▸ **QUOTED TEXT**:
§

Persian Masculine Names in the Nafah.ât al-uns

Introduction

The Nafah.ât al-uns is a biographical dictionary, written in Persian, of influential Sufis. It was compiled by the fifteenth-century writer Nûr al-Dîn `Abd al-Rah.mân Jâmî. Jâmî was born near the city of Herat, in the area which is modern Afghanistan; he wrote more than forty works of poetry and prose.

This article is based on Jawid Mojadeddi's book The Biographical Tradition in Sufism, which analyzes several medieval Sufi biographical dictionaries. The article discusses the names of nineteen men whom Mojadeddi places in the "Naqshband cluster": that is, they are nineteen teachers and students in an academic lineage which includes the famous Sufi teacher Bahâ' al-Dîn Naqshband. Because these men were famous religious teachers and mystics, their names may not be the best guide to ordinary naming practices in medieval Persian. However, I hope this article will still be useful to people interested in historical names.

Name Origins and Structure

The most common name pattern in this list is a given name followed by a locative byname, that is, a name which tells where the person is from. For example, Yûsuf Hamadânî was from Hamadan, a city in Iran. The given names are uniformly Arabic in origin; this could be an artefact of the data, since the men in question were prominent religious figures, but it could also reflect a broader trend in Persian naming. The locative bynames tell us that the men in question were from cities and villages in what is now Iran, Afghanistan, Uzbekistan, and even China.

§

▸ **MATERIAL PROVIDED**:
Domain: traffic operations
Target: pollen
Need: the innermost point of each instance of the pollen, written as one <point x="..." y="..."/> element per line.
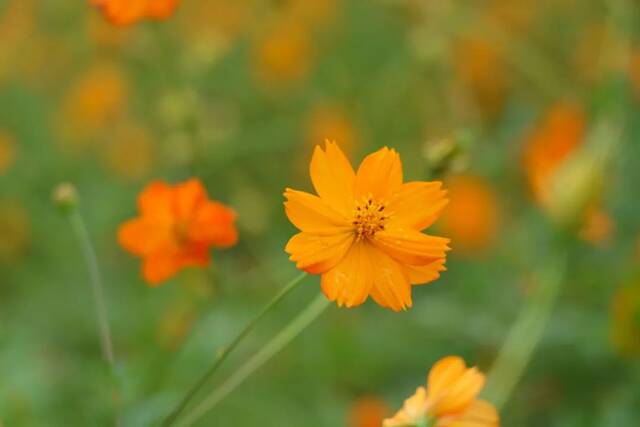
<point x="370" y="216"/>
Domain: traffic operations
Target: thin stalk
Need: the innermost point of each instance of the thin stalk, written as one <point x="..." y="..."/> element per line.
<point x="277" y="343"/>
<point x="106" y="343"/>
<point x="525" y="334"/>
<point x="224" y="353"/>
<point x="80" y="230"/>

§

▸ **DIRECTIVE A**:
In the article on Persian masculine names, why may the nineteen men's names not be the best guide to ordinary medieval Persian naming practices?
▸ **DIRECTIVE B**:
According to the article on Persian masculine names, where was Jâmî born?
You won't need the items for what comes next.

▸ **FULL RESPONSE A**:
The nineteen men were famous religious teachers and mystics, so their names may not reflect how ordinary people in medieval Persia were named.

▸ **FULL RESPONSE B**:
Near the city of Herat, in the area that is modern Afghanistan.